__Provided passage__
Praise for Snow Island

Snow Island was chosen as a Barnes and Noble Discover Great New Writers title, a Borders Original Voices title, and an Indiebound selection, the list of recommended titles from independent booksellers across the country.

"Luminous and moving." — The Boston Globe

"An evocative tale... The carefully chosen, and ultimately spare, language of Snow Island belies its quiet emotional wallop." — The Denver Post

"An elegant novel... Katherine Towler creates an engrossing atmosphere that feels true to its time and place." — Sun-Sentinel (Fort Lauderdale)

__Task objective__
Please transcribe the part of the praise for Snow Island that starts with "Praise for Snow" and ends with "Sun-Sentinel (Fort Lauderdale)". The listing after this passage stands apart from the praise for Snow Island.

__Provided information__
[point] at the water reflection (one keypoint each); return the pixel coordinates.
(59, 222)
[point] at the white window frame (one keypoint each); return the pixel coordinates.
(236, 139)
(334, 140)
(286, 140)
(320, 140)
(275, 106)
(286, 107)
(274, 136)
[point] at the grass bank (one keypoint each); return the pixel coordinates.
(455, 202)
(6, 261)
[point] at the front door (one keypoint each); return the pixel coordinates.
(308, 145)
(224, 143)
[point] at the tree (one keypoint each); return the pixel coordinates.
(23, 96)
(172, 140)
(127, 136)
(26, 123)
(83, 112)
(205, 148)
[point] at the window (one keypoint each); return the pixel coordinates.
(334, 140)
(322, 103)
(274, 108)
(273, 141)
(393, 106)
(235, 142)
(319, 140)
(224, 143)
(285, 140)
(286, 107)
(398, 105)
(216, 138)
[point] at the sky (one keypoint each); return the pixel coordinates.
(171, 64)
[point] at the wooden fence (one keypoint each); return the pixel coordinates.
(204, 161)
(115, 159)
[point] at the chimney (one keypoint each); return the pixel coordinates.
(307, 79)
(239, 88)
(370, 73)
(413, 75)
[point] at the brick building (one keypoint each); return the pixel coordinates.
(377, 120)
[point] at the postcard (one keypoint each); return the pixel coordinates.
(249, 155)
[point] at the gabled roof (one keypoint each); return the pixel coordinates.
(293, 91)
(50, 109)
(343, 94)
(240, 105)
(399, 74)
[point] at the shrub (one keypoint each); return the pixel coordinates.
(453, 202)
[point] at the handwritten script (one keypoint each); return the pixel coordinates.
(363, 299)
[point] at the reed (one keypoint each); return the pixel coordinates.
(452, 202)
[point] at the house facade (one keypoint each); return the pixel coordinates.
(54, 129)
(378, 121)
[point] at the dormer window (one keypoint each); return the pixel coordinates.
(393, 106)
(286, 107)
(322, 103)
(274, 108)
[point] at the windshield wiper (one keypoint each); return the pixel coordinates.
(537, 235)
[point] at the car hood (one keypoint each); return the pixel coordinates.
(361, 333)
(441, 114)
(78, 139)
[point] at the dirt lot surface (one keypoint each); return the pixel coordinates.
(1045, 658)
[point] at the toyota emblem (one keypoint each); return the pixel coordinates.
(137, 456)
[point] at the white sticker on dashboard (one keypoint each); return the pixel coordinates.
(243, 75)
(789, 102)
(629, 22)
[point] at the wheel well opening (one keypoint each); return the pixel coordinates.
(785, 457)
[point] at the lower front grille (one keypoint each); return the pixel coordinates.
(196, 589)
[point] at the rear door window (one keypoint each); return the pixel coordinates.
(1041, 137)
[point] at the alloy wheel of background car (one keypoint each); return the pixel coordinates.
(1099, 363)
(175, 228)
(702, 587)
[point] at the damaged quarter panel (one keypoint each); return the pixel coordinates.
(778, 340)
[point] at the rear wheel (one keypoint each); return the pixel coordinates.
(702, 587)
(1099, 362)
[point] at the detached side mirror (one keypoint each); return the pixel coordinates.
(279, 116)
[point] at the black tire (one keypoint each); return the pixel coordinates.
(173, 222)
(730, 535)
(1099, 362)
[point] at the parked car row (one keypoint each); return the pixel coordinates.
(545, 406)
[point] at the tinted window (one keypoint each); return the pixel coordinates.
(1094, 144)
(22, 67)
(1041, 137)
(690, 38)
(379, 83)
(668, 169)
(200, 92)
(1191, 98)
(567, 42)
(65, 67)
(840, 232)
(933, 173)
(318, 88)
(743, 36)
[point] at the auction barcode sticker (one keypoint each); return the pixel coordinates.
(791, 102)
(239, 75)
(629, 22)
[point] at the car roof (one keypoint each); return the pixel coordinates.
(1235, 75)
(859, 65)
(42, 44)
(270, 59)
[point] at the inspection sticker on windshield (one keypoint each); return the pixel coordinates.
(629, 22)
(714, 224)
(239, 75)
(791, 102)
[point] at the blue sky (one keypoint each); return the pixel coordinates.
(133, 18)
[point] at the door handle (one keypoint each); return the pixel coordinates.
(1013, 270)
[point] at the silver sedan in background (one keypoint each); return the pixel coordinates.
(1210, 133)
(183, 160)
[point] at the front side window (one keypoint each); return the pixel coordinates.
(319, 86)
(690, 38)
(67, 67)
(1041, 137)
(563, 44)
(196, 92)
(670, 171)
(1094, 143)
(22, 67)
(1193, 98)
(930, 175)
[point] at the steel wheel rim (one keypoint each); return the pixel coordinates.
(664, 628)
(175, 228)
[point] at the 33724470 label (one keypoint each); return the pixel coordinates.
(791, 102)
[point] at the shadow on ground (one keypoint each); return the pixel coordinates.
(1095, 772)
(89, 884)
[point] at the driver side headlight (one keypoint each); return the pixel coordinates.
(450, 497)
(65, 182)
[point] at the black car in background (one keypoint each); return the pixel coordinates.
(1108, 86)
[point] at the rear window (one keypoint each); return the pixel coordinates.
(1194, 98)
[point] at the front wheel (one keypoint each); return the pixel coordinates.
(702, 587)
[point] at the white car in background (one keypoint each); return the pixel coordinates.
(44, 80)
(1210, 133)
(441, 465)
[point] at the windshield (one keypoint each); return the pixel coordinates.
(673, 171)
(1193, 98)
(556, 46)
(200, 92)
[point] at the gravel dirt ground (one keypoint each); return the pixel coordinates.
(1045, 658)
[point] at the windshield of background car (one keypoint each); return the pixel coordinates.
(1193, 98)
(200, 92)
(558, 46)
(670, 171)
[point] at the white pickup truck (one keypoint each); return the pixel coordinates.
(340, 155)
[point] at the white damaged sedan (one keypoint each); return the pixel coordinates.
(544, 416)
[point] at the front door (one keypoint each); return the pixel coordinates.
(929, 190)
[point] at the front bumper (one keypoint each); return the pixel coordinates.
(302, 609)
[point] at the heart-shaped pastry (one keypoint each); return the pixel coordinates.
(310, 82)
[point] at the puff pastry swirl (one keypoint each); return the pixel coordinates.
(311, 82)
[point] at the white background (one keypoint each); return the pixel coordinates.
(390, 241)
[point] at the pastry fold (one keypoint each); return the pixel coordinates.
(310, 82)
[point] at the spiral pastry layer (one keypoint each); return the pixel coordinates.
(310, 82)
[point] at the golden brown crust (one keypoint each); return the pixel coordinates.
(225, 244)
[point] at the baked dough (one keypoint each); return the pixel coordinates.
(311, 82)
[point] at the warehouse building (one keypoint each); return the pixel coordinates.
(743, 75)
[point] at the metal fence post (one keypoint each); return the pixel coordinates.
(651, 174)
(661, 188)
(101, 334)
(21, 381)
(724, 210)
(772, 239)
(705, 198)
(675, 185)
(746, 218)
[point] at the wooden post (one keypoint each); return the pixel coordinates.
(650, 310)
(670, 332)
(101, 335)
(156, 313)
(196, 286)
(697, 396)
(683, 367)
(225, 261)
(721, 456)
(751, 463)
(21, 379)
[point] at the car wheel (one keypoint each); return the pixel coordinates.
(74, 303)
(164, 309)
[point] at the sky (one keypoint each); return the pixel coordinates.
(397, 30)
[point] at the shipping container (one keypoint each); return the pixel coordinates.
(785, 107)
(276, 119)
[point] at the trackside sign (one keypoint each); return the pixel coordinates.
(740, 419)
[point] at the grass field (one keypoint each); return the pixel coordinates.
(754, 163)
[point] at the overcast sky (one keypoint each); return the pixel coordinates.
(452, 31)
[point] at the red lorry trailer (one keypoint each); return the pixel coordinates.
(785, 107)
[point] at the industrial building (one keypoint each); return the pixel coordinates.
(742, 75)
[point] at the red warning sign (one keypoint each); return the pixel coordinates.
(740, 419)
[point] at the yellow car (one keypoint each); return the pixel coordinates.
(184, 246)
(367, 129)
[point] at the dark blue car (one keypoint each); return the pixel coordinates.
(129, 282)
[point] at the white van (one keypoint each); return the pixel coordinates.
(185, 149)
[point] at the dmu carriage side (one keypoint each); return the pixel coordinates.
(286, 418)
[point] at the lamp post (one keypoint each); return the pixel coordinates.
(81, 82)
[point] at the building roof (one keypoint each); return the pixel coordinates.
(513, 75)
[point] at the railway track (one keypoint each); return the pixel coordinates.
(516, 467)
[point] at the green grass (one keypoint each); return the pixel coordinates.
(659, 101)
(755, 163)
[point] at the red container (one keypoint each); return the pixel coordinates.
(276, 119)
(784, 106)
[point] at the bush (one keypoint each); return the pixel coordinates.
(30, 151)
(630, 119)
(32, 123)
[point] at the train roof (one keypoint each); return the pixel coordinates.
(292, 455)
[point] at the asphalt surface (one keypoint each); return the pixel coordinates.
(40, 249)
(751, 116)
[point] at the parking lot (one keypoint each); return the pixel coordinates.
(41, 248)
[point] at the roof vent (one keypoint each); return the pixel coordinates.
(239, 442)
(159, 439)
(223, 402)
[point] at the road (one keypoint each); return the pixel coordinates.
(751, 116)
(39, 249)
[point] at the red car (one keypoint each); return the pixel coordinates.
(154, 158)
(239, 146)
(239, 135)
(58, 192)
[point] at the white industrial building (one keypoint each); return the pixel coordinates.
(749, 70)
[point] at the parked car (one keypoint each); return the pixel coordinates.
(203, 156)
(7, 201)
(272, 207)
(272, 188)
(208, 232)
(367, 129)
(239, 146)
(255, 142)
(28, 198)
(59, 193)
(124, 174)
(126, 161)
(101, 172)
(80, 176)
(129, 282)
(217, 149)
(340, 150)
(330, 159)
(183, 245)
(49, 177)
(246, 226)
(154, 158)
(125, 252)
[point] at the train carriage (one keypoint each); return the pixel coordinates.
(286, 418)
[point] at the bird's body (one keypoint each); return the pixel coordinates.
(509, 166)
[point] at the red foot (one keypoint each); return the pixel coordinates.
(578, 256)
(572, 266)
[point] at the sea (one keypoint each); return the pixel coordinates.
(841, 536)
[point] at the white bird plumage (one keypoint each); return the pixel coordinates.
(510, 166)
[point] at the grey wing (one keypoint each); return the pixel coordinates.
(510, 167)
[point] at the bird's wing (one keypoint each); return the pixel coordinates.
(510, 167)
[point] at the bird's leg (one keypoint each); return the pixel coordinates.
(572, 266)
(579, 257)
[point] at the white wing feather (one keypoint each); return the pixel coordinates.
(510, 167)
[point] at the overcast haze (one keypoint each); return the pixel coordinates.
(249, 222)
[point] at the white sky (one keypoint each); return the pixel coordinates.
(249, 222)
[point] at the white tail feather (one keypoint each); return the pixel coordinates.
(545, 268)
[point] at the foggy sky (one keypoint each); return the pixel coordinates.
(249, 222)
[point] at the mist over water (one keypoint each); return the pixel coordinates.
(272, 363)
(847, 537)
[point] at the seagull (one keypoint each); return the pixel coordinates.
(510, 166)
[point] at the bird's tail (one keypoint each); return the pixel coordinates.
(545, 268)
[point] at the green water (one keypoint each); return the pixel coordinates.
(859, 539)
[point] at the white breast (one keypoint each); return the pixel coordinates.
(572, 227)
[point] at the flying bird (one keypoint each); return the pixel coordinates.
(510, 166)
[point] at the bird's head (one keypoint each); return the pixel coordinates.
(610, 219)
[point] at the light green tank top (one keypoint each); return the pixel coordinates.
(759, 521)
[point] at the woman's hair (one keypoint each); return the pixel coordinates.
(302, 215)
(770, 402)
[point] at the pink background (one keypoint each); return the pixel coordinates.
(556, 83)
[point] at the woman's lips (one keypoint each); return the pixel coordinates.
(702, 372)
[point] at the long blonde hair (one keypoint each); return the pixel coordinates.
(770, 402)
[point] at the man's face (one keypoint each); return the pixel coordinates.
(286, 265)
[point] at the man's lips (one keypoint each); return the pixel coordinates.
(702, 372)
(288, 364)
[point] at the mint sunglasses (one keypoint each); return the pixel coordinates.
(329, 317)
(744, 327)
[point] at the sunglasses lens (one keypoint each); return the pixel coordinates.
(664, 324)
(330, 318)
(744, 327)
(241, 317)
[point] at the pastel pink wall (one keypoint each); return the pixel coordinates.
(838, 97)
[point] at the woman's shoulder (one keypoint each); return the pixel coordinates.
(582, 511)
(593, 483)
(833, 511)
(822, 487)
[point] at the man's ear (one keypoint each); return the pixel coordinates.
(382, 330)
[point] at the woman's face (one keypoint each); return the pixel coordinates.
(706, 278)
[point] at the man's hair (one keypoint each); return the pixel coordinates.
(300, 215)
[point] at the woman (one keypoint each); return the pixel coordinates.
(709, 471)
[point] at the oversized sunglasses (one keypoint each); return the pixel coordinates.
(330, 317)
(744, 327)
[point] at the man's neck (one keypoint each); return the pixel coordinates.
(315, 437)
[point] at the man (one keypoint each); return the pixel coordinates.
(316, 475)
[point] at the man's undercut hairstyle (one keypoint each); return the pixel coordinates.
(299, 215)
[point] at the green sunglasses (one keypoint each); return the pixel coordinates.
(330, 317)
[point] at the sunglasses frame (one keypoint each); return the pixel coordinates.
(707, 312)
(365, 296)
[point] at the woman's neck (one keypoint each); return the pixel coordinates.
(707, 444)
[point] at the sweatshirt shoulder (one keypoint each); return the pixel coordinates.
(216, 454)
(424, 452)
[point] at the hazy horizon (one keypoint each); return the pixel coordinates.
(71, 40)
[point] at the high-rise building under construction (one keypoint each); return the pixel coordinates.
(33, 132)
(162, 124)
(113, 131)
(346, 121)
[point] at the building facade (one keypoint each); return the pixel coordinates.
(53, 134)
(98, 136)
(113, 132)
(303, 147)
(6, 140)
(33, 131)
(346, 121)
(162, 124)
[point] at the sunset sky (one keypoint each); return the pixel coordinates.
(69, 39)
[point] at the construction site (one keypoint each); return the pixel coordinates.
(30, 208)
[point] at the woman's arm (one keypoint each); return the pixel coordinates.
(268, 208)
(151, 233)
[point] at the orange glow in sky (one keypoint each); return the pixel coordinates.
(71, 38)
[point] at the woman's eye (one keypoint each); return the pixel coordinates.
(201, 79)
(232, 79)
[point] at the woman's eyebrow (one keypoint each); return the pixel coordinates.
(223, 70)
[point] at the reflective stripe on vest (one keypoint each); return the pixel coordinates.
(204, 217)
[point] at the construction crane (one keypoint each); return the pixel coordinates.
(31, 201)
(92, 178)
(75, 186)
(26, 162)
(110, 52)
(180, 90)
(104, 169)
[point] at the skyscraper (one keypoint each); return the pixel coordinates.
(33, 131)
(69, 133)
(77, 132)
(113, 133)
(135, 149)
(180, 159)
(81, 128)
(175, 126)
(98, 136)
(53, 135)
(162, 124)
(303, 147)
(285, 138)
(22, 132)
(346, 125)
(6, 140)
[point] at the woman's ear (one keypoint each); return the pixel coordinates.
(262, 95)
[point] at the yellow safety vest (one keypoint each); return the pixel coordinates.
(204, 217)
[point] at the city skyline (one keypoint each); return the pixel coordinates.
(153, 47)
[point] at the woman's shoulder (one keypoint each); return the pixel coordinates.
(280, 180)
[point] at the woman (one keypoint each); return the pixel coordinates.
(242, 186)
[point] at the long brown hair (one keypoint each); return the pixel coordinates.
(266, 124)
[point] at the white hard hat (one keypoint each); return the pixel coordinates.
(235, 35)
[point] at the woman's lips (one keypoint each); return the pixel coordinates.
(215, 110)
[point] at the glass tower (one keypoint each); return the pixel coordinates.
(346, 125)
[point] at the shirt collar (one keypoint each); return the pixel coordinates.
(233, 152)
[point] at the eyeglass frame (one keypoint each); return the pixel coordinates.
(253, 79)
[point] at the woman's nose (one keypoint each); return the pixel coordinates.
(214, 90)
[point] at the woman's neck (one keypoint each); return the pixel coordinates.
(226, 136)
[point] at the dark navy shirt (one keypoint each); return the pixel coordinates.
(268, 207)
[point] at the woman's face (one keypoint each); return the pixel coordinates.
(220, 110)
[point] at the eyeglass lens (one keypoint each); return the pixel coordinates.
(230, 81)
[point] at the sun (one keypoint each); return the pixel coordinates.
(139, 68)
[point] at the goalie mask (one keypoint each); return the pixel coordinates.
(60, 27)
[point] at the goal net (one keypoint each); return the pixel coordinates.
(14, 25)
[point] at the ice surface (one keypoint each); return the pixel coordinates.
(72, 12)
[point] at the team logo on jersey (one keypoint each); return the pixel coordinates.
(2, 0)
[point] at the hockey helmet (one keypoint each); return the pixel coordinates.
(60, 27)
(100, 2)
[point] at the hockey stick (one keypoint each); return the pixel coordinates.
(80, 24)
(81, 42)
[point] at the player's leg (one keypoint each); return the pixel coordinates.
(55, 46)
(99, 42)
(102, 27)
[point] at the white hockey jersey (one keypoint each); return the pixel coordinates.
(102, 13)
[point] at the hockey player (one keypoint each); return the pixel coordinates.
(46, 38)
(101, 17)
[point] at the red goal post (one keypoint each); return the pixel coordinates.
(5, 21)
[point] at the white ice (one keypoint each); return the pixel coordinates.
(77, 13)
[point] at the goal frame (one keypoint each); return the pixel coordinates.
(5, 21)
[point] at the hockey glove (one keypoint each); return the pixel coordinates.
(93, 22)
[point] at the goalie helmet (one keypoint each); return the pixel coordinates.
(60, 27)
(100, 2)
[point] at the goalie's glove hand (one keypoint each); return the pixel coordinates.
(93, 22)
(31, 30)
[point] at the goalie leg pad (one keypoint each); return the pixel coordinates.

__Expected answer__
Praise for Snow Island

Snow Island was chosen as a Barnes and Noble Discover Great New Writers title, a Borders Original Voices title, and an Indiebound selection, the list of recommended titles from independent booksellers across the country.

"Luminous and moving." — The Boston Globe

"An evocative tale... The carefully chosen, and ultimately spare, language of Snow Island belies its quiet emotional wallop." — The Denver Post

"An elegant novel... Katherine Towler creates an engrossing atmosphere that feels true to its time and place." — Sun-Sentinel (Fort Lauderdale)